■ **ABOUT THIS TASK**: This exercise calls for all the entries that follow to be set down exactly, without their images.
*** SUPPLIED MATERIAL
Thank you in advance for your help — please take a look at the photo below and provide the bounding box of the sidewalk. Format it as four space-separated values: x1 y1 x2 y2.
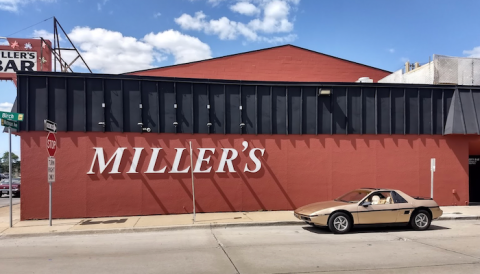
0 205 479 238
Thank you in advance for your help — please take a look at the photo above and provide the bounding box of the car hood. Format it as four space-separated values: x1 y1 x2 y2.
294 200 347 215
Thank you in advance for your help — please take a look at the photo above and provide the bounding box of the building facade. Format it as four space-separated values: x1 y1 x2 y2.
14 46 480 220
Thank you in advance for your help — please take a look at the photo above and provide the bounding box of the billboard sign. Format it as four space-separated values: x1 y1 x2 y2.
******
■ **ANSWER FOR THE TASK**:
Thank you in advance for your help — please take a look at the photo below and provide the bounding box of the sidewalk. Format it as four space-separated values: x1 y1 x2 y2.
0 205 479 238
Thank you in advance for your help — please take a look at the photo above and provide the bounding box of the car hood. Format it as four space-separated values: x1 y1 x2 y2.
294 200 347 215
Thank you in advance for your help — please take a look at the photo above and provide the bounding box of the building facade. Format it as four space-separated values: x1 y1 x2 y2.
14 46 480 220
Thank you in advance for your help — please take a look at the photo above and provide the bounding box of the billboard sign. Format it as four space-separated values: x1 y1 x2 y2.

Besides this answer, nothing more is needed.